[Shape annotation lines]
──────
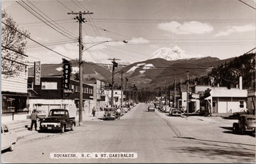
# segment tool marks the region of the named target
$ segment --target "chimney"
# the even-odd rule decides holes
[[[242,89],[242,77],[239,77],[239,89]]]

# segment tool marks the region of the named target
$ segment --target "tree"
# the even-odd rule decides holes
[[[5,11],[2,11],[1,17],[4,23],[1,28],[1,73],[7,77],[18,76],[26,69],[27,56],[23,53],[26,39],[30,33],[18,30],[16,23]]]

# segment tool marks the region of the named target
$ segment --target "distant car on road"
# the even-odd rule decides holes
[[[106,120],[106,119],[115,119],[117,116],[117,108],[114,107],[107,107],[105,108],[105,114],[104,114],[104,117],[103,119]]]
[[[155,111],[155,107],[154,107],[154,104],[150,104],[148,107],[148,111]]]
[[[127,107],[127,106],[123,106],[122,107],[122,109],[124,109],[124,113],[127,113],[127,112],[128,112],[129,109],[128,109],[128,107]]]
[[[255,116],[250,114],[242,114],[238,118],[238,123],[233,123],[233,130],[234,132],[240,132],[241,134],[245,131],[255,131]]]
[[[1,151],[9,149],[13,151],[16,142],[16,133],[11,132],[6,125],[2,124],[1,126]]]
[[[123,108],[120,108],[121,109],[121,116],[124,116],[124,109]]]

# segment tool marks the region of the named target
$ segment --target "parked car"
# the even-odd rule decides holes
[[[171,108],[169,111],[170,116],[181,116],[182,111],[178,108]]]
[[[148,111],[155,111],[155,107],[154,107],[154,104],[149,104],[149,105]]]
[[[124,109],[124,113],[127,113],[128,112],[128,110],[129,110],[129,108],[124,106],[122,107],[122,109]]]
[[[233,123],[233,130],[234,132],[240,132],[241,134],[246,131],[255,131],[255,116],[242,114],[238,118],[238,123]]]
[[[40,131],[58,130],[61,133],[70,128],[73,131],[75,126],[75,117],[70,117],[68,111],[64,109],[53,109],[50,110],[48,117],[40,121]]]
[[[105,108],[103,119],[115,119],[117,118],[117,109],[114,107]]]
[[[16,133],[10,131],[6,125],[2,124],[1,126],[1,151],[9,149],[13,151],[16,142]]]
[[[44,110],[36,110],[36,113],[40,119],[43,119],[46,117],[46,113]],[[29,113],[26,116],[27,119],[30,119],[31,118],[31,113]]]

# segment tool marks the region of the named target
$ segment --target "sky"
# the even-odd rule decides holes
[[[255,7],[255,1],[242,1]],[[255,9],[239,0],[18,0],[1,1],[1,9],[31,38],[68,59],[79,58],[79,23],[72,11],[93,13],[83,15],[85,61],[133,63],[177,46],[189,58],[223,60],[255,47]],[[63,56],[27,40],[30,62],[62,62]]]

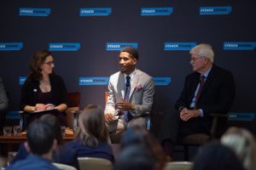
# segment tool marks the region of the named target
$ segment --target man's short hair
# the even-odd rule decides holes
[[[126,52],[126,53],[129,53],[129,54],[131,55],[131,57],[137,59],[137,60],[138,58],[139,58],[139,54],[138,54],[137,50],[135,48],[133,48],[133,47],[125,47],[125,48],[124,48],[120,51],[120,53],[121,53],[121,52]]]
[[[195,50],[199,49],[199,52],[196,54],[201,57],[205,57],[210,60],[212,63],[213,63],[214,60],[214,52],[212,50],[212,48],[210,44],[207,43],[201,43],[195,47],[194,47],[189,54],[195,54]]]
[[[42,156],[48,153],[54,139],[53,130],[45,122],[35,122],[28,127],[26,139],[30,150],[34,155]]]

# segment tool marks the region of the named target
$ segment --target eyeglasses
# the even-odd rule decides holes
[[[190,61],[195,62],[197,60],[203,59],[203,58],[205,58],[205,57],[192,57]]]
[[[55,65],[55,63],[54,63],[53,61],[49,61],[49,62],[44,63],[44,64],[48,65],[49,65],[49,66]]]

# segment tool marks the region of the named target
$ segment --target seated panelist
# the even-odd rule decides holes
[[[119,56],[120,71],[109,78],[104,112],[111,135],[122,133],[131,124],[146,128],[143,116],[151,110],[154,85],[150,76],[136,68],[138,58],[136,48],[123,48]]]
[[[67,89],[62,78],[54,74],[54,58],[48,50],[38,51],[30,61],[30,73],[20,97],[20,108],[31,113],[27,122],[42,115],[54,113],[61,125],[67,125],[65,110],[67,107]]]

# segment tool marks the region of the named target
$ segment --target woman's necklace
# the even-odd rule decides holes
[[[47,81],[47,82],[40,81],[39,87],[43,93],[49,92],[51,89],[49,81]]]

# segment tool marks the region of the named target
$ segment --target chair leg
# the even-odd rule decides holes
[[[188,145],[184,145],[184,159],[185,161],[189,161],[189,146]]]

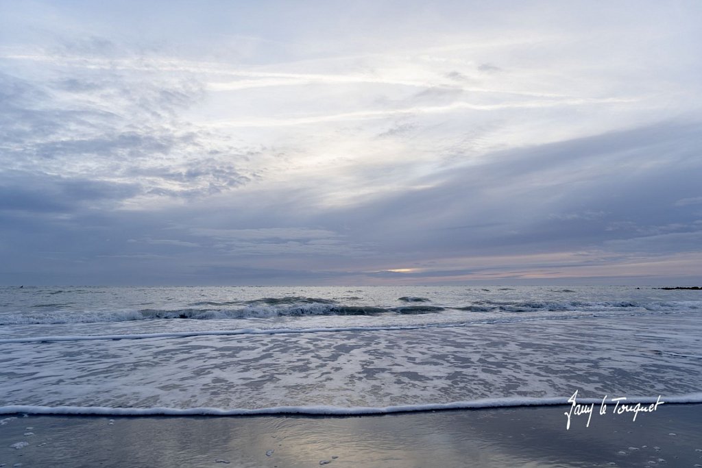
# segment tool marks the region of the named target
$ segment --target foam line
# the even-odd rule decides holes
[[[481,322],[489,323],[489,322]],[[38,336],[25,338],[4,338],[0,344],[36,343],[59,341],[93,341],[95,340],[144,340],[146,338],[179,338],[193,336],[227,336],[234,335],[280,335],[289,333],[322,333],[341,331],[380,331],[391,330],[418,330],[424,328],[447,328],[462,327],[474,323],[441,323],[410,326],[378,327],[334,327],[317,328],[239,328],[239,330],[219,330],[212,331],[183,331],[164,333],[127,333],[124,335],[93,335],[80,336]]]
[[[658,397],[635,396],[627,397],[621,403],[643,404],[654,403]],[[418,405],[399,405],[395,406],[274,406],[260,408],[109,408],[105,406],[31,406],[26,405],[10,405],[0,406],[0,415],[32,414],[32,415],[82,415],[105,416],[253,416],[253,415],[303,415],[309,416],[359,416],[370,415],[386,415],[398,413],[418,413],[423,411],[443,411],[448,410],[467,410],[489,408],[519,408],[525,406],[552,406],[555,405],[570,405],[569,397],[546,398],[497,398],[483,399],[468,401],[453,401],[445,403],[427,403]],[[671,396],[661,396],[662,403],[702,403],[702,393],[688,394]],[[580,404],[600,404],[602,399],[578,398]],[[614,404],[610,399],[605,401]]]

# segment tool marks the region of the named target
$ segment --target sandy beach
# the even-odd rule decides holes
[[[350,417],[4,416],[0,466],[702,466],[702,405],[593,415],[567,406]],[[16,416],[15,419],[12,419]],[[26,445],[25,445],[26,444]]]

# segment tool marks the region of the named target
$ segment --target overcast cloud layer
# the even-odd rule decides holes
[[[1,283],[702,283],[696,0],[108,3],[0,1]]]

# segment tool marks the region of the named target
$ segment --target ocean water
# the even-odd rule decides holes
[[[0,412],[702,401],[702,291],[0,288]]]

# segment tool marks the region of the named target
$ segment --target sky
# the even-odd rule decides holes
[[[0,283],[702,284],[701,24],[0,0]]]

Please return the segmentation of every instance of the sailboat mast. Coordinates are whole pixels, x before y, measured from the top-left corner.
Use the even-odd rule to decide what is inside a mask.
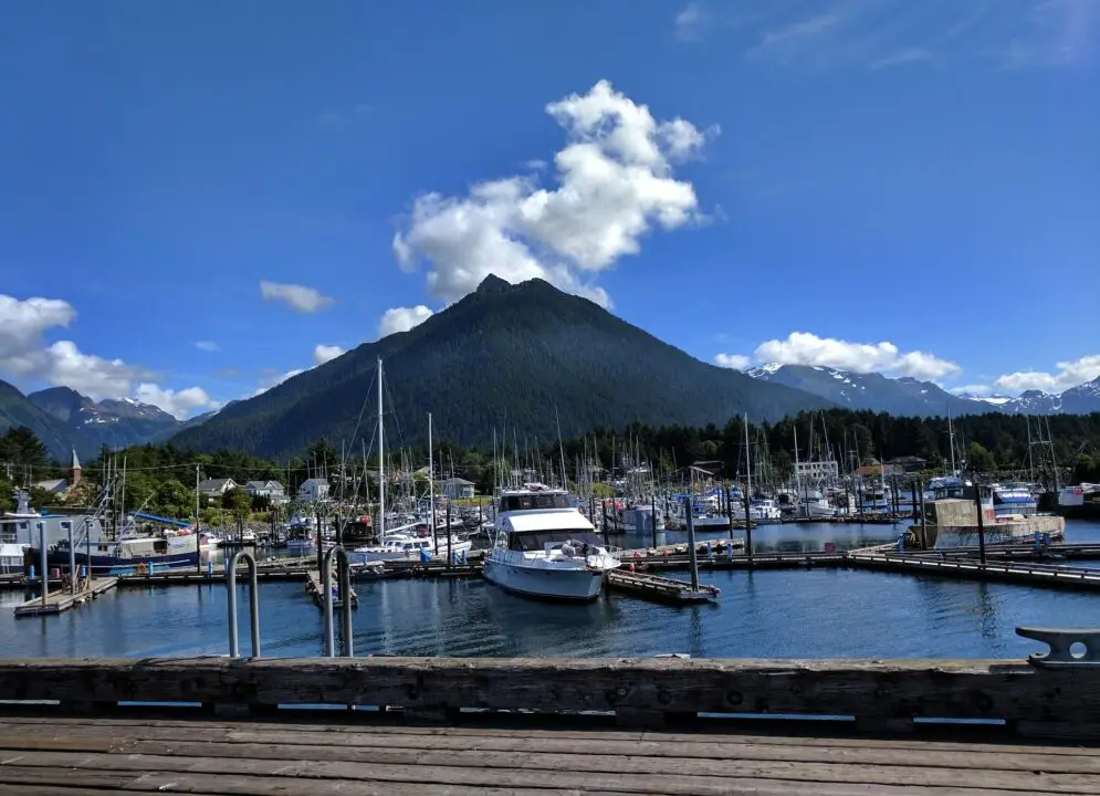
──────
§ EXERCISE GOAL:
Rewrite all of these lines with each "even-odd rule" renamed to "parity rule" and everything else left unchanged. Leave the pictures out.

§ OUTPUT BELOW:
# segment tool marks the region of the named target
$ segment --target "chimney"
# the parity rule decides holes
[[[242,89],[242,77],[239,77],[239,89]]]

# segment tool marks the region of the named target
$ segment --target "tree"
# the parity rule decides holes
[[[5,11],[2,11],[1,17],[4,23],[1,28],[1,73],[7,77],[18,76],[26,69],[27,56],[23,53],[26,39],[30,33],[18,30],[16,23]]]

# segment tool marks the region of the named target
$ segment --target "distant car on road"
# the parity rule decides holes
[[[106,120],[106,119],[115,119],[117,116],[117,108],[114,107],[107,107],[105,108],[105,114],[104,114],[104,117],[103,119]]]
[[[155,111],[155,107],[154,107],[154,104],[150,104],[148,107],[148,111]]]
[[[127,107],[127,106],[123,106],[122,107],[122,109],[124,109],[124,113],[127,113],[127,112],[128,112],[129,109],[128,109],[128,107]]]
[[[255,116],[250,114],[242,114],[238,118],[238,123],[233,123],[233,130],[234,132],[240,132],[241,134],[245,131],[255,131]]]
[[[1,151],[9,149],[13,151],[16,142],[16,133],[11,132],[6,125],[2,124],[1,126]]]
[[[123,108],[120,108],[121,109],[121,116],[124,116],[124,109]]]

# segment tool marks the region of the named target
$ segment --target "parked car"
# the parity rule decides holes
[[[171,108],[169,111],[170,116],[181,116],[182,111],[178,108]]]
[[[148,111],[155,111],[155,107],[154,107],[154,104],[149,104],[149,105]]]
[[[124,109],[124,113],[127,113],[128,112],[128,110],[129,110],[129,108],[124,106],[122,107],[122,109]]]
[[[233,123],[233,130],[234,132],[240,132],[241,134],[246,131],[255,131],[255,116],[242,114],[238,118],[238,123]]]
[[[40,131],[58,130],[61,133],[70,128],[73,131],[75,126],[75,117],[70,117],[68,111],[64,109],[53,109],[50,110],[48,117],[40,121]]]
[[[105,108],[103,119],[115,119],[117,118],[117,109],[114,107]]]
[[[16,133],[10,131],[6,125],[2,124],[1,126],[1,151],[9,149],[13,151],[16,142]]]
[[[44,110],[36,110],[36,113],[40,119],[43,119],[46,117],[46,113]],[[29,113],[26,116],[27,119],[30,119],[31,118],[31,113]]]

# segment tool marks the region of the named target
$ segment --target "sky"
# the parity rule decides holes
[[[255,7],[255,1],[242,1]],[[255,9],[239,0],[18,0],[1,1],[1,9],[31,38],[68,59],[79,58],[79,23],[72,11],[93,13],[83,15],[85,61],[133,63],[177,46],[189,58],[223,60],[255,47]],[[63,56],[27,40],[30,62],[62,62]]]

# segment tool marks the region of the named target
$ segment --target man's short hair
# the parity rule decides holes
[[[126,52],[126,53],[129,53],[129,54],[131,55],[131,57],[137,59],[137,60],[138,58],[139,58],[139,54],[138,54],[137,50],[135,48],[133,48],[133,47],[125,47],[125,48],[124,48],[120,51],[120,53],[121,53],[121,52]]]
[[[195,50],[199,49],[199,52],[196,54],[201,57],[205,57],[210,60],[212,63],[213,63],[214,60],[214,52],[212,50],[212,48],[210,44],[207,43],[201,43],[195,47],[194,47],[189,54],[195,54]]]
[[[42,156],[48,153],[54,139],[53,130],[45,122],[35,122],[28,127],[26,139],[30,150],[34,155]]]

# segment tool marks the region of the named target
$ segment --target eyeglasses
# the parity rule decides holes
[[[190,61],[195,62],[197,60],[203,59],[203,58],[205,58],[205,57],[192,57]]]
[[[55,65],[55,63],[54,63],[53,61],[49,61],[49,62],[44,63],[44,64],[48,65],[49,65],[49,66]]]

# segment tool marks the region of the named target
$ segment --target seated panelist
# the parity rule decides holes
[[[119,56],[120,71],[109,78],[104,112],[111,135],[122,133],[131,124],[146,128],[143,116],[151,110],[154,85],[150,76],[136,68],[138,58],[136,48],[123,48]]]
[[[67,89],[62,78],[54,74],[54,58],[48,50],[38,51],[30,61],[30,73],[20,97],[20,108],[31,113],[27,122],[42,115],[54,113],[61,125],[67,125],[65,110],[67,107]]]

# segment tool marks the region of the named target
$ segment --target woman's necklace
# the parity rule decides holes
[[[47,81],[47,82],[40,81],[39,87],[43,93],[49,92],[51,89],[49,81]]]

# segment tool marks the region of the named target
$ segment --target chair leg
# the parity rule decides holes
[[[188,145],[184,145],[184,159],[185,161],[189,161],[189,146]]]

# segment tool marks the region of the named target
$ segment --target foam line
# the parity rule decides holes
[[[481,322],[489,323],[489,322]],[[38,336],[25,338],[4,338],[0,344],[36,343],[59,341],[93,341],[95,340],[144,340],[146,338],[179,338],[193,336],[227,336],[234,335],[280,335],[289,333],[322,333],[341,331],[380,331],[391,330],[418,330],[424,328],[447,328],[462,327],[474,323],[441,323],[410,326],[378,327],[334,327],[317,328],[239,328],[239,330],[219,330],[212,331],[183,331],[164,333],[127,333],[124,335],[93,335],[80,336]]]
[[[658,397],[635,396],[627,397],[621,403],[643,404],[654,403]],[[418,405],[399,405],[395,406],[274,406],[260,408],[109,408],[105,406],[31,406],[26,405],[10,405],[0,406],[0,415],[32,414],[32,415],[82,415],[105,416],[253,416],[253,415],[303,415],[309,416],[359,416],[370,415],[386,415],[398,413],[418,413],[423,411],[443,411],[448,410],[467,410],[489,408],[519,408],[525,406],[552,406],[555,405],[570,405],[569,397],[546,398],[497,398],[483,399],[468,401],[453,401],[445,403],[427,403]],[[671,396],[661,396],[662,403],[702,403],[702,393],[688,394]],[[580,404],[600,404],[602,399],[578,398]],[[614,404],[610,399],[605,401]]]

# segment tool marks the region of the named target
$ segment --target sandy beach
# the parity rule decides holes
[[[350,417],[4,416],[0,466],[702,466],[702,405],[593,415],[567,406]],[[16,416],[15,419],[12,419]],[[26,445],[25,445],[26,444]]]

# segment tool marks the region of the named target
$ segment --target overcast cloud layer
# the parity rule decides holes
[[[1,283],[702,283],[696,0],[108,3],[0,1]]]

# segment tool marks the region of the named target
$ segment --target ocean water
# the parity rule decides holes
[[[0,412],[702,401],[702,291],[0,288]]]

# segment tool marks the region of the named target
$ segment --target sky
# the parity rule decides holes
[[[0,283],[702,284],[701,24],[0,0]]]

Please return the segmentation of every instance of the sailboat mast. Coordinates are whole pixels, x before y, measured from the top-left corner.
Use the parity rule to decide what is inside a mask.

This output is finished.